◆ Task to complete
Can you summarize the source excerpt below in three sentences?

◆ Source excerpt
In April 2010, YA Global exercised 520,000 of these warrants on a cashless basis. This reduced the derivative liability by $722,000 and increased additional paid-in capital by the same amount. The fair value of the YA Global Warrants was $583,000 on June 30, 2010.

 

In September 2010, YA Global exercised 468,611 of these warrants on a cashless basis. This reduced the derivative liability by $705,000 and increased additional paid-in capital by the same amount. During the three months ended September 30, 2010, we recognized a $771,000 non-cash loss related to the remaining YA Global warrants.

 

In October 2010, YA Global exercised its remaining warrants into 161,608 shares of stock on a cashless basis. As a result, we reduced the remaining derivative liability by $649,000 and increased additional paid-in capital by the same amount.  No warrant derivative liability exists as of March 31, 2011.

 

8. SHAREHOLDERS’ EQUITY

 

Agreement with Certain Stockholders

 

On July 21, 2010, we entered into two agreements (the “Letter Agreements”) with certain holders of common stock in which an aggregate of 13,400,000 shares of our common stock and Warrants to purchase an aggregate of 3,980,000 shares of our common stock that are owned by the holders (the shares of common stock and shares of common stock underlying the Warrants are collectively referred to as the “Securities”) will be subject to certain lock-up restrictions.  The holders have agreed that, during the period beginning on July 21, 2010, and ending nine months later on April 21, 2011 (the “Restriction Period”), except under certain circumstances discussed below and identified in the Letter Agreements, without our written consent, they will not (i) sell, offer to sell, contract to agree to sell, hypothecate, hedge, pledge, grant any option to purchase, make any short sale or otherwise dispose of or agree to dispose of, directly or indirectly, any of the 13,400,000 shares of common stock held by them or the 3,980,000 shares that may be acquired pursuant to exercise of the Warrants, or any of the 3,980,000 Warrants or (ii) enter into any swap or other arrangement that transfers to another, in whole or in part, any of the economic consequences of ownership of any of these Securities, whether any such transaction is to be settled by delivery of such Securities, in cash or otherwise.  During the Restriction Period (i) 15 percent of the locked-up shares would be released from the lock-up if the stock price reaches $3 a share for five days, which occurred in October 2010, (ii) 50 percent would be released if the price reaches $5 a share for five days, which it did in December 2010, and (iii) 100 percent would be released if the stock price reaches $9 a share for five days.  Under the terms of the Letter Agreements, the holders also agreed to donate an aggregate of 2,000,000 shares of common stock and Warrants to purchase an aggregate of 1,000,000 shares of common stock to the American Friends of Guinea, a charitable organization with which we are working to provide support to the people of Guinea.

◆ Data listing
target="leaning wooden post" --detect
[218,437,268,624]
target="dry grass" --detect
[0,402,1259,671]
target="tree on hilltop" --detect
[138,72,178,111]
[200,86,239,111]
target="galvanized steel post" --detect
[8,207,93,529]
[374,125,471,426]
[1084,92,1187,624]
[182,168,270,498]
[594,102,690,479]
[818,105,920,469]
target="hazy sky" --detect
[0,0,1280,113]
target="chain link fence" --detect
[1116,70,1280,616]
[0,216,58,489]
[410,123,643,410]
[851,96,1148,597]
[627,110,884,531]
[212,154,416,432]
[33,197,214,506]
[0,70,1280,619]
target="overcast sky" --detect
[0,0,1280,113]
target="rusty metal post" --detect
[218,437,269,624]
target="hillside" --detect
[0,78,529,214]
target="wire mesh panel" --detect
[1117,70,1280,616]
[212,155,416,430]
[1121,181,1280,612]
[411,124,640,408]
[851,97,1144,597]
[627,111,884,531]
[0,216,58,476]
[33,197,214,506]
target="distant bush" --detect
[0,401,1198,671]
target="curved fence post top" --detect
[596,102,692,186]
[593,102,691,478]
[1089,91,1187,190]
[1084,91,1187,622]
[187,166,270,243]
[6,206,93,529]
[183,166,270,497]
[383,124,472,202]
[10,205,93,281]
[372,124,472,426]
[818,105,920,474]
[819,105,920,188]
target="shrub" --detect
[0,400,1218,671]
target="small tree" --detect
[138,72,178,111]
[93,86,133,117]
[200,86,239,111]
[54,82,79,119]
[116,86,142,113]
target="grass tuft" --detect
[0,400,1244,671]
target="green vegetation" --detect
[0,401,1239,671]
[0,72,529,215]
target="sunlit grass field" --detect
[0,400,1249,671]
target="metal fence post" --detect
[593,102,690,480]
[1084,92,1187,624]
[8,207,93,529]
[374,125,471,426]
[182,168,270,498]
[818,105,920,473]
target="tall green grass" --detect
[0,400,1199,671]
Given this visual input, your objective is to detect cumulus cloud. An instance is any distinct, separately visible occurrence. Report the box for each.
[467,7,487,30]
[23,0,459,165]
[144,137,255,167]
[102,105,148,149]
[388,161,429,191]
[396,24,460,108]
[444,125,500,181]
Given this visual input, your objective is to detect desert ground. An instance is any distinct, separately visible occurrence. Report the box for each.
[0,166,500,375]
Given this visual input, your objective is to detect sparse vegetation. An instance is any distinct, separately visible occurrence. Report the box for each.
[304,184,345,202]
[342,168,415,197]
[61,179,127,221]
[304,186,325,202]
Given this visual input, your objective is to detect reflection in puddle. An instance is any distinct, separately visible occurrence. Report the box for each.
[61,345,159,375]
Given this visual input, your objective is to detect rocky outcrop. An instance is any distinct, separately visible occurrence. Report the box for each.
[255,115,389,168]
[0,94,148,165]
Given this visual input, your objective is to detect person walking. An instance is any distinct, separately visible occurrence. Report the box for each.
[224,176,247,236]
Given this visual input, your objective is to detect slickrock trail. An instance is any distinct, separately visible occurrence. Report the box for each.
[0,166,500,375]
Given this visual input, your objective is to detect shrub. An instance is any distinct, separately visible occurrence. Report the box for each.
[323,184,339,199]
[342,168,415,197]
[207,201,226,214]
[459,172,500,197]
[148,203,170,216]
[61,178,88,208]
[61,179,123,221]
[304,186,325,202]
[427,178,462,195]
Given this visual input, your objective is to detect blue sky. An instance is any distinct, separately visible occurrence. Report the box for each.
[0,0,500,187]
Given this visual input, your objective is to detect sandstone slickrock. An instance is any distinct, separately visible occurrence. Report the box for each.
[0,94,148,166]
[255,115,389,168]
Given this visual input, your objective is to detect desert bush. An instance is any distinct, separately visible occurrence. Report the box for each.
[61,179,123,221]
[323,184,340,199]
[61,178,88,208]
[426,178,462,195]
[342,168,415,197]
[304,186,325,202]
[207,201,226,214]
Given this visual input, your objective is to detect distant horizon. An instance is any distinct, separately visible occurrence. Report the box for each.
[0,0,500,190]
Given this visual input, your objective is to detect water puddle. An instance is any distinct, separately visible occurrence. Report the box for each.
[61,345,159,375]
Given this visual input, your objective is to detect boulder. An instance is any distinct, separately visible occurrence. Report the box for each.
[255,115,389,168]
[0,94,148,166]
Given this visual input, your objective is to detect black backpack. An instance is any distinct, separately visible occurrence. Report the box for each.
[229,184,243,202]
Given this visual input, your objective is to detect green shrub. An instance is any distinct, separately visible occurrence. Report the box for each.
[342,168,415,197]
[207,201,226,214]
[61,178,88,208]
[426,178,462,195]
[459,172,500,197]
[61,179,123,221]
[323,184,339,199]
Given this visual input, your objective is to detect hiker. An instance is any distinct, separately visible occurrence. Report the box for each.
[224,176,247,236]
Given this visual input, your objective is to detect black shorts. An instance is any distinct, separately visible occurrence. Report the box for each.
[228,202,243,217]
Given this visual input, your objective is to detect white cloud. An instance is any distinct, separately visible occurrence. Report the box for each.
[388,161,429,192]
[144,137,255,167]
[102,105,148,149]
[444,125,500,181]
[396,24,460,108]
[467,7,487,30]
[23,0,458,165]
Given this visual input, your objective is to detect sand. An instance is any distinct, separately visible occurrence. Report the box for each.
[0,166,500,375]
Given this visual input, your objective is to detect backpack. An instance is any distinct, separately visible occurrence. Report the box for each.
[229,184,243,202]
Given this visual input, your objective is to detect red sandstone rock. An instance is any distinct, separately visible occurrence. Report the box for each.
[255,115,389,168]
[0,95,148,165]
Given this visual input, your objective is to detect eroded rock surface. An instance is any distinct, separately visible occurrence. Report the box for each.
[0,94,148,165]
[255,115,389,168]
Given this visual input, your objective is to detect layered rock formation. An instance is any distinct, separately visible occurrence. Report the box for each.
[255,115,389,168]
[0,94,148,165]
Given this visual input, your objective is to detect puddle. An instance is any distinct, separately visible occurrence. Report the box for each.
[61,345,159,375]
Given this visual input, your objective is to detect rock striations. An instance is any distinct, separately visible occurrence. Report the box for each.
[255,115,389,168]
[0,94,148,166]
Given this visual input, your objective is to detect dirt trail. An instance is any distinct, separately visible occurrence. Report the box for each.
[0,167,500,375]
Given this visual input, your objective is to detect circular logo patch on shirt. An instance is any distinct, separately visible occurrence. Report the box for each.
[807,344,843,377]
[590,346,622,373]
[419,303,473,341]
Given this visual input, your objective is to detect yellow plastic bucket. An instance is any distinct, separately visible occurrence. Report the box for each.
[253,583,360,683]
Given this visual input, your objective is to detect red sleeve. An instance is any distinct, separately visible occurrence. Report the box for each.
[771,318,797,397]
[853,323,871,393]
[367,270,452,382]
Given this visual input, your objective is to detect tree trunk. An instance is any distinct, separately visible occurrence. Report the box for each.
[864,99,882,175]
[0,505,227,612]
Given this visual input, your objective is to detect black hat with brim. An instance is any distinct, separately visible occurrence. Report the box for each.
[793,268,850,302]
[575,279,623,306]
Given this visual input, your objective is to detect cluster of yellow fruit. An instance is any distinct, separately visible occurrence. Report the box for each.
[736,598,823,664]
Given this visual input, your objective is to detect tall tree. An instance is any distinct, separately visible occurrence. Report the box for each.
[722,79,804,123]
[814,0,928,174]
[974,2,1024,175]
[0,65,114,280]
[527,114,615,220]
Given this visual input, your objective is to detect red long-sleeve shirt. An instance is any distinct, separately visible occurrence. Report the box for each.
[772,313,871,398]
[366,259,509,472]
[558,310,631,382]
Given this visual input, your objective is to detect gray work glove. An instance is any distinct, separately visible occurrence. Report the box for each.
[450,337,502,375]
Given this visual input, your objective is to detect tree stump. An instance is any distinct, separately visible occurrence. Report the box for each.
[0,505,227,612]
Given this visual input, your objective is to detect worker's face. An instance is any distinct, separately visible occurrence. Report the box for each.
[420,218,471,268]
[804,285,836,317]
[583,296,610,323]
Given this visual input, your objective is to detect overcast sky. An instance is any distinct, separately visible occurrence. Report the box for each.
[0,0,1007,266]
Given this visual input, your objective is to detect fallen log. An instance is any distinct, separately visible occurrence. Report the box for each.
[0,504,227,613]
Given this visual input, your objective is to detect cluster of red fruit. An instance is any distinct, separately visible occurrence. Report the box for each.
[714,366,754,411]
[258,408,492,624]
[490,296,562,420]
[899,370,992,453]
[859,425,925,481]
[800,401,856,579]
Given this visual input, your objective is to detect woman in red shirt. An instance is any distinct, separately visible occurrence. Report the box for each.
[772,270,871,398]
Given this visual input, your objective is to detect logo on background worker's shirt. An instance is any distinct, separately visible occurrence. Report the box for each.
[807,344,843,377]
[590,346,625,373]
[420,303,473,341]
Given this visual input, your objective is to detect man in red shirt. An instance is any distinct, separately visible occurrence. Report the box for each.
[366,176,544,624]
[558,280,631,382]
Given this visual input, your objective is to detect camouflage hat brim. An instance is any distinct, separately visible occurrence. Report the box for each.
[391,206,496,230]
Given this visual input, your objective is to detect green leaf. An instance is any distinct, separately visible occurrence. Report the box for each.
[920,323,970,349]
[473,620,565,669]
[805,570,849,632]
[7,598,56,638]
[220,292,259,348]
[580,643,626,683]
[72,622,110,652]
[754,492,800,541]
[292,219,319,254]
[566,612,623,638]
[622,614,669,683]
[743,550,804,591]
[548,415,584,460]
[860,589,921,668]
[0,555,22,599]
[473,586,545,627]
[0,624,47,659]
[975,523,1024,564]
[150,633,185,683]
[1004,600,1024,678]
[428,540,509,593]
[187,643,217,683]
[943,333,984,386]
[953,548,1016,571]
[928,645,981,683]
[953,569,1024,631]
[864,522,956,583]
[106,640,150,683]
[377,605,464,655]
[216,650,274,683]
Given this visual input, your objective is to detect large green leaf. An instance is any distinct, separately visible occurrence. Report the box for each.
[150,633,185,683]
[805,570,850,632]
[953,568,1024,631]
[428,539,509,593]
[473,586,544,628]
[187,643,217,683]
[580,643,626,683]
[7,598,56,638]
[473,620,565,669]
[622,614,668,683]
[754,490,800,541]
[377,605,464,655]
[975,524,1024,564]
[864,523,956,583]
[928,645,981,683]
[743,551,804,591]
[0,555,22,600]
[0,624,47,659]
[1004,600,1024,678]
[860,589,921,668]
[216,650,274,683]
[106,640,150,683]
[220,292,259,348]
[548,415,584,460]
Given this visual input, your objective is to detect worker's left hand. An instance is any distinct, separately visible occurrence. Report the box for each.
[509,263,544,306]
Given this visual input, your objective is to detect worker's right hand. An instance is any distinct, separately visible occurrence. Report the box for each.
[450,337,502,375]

◆ The answer
YA Global exercised its warrants on a cashless basis in April, September, and October 2010, each time reducing the derivative liability and increasing additional paid-in capital by the same amount, and no warrant derivative liability exists as of March 31, 2011. On July 21, 2010, the company entered into Letter Agreements with certain holders, placing 13,400,000 shares of common stock and warrants to purchase 3,980,000 shares under lock-up restrictions through April 21, 2011. Set percentages of the locked-up shares are released if the stock price holds at $3, $5, or $9 a share for five days, and the holders also agreed to donate 2,000,000 shares and warrants to purchase 1,000,000 shares to the American Friends of Guinea.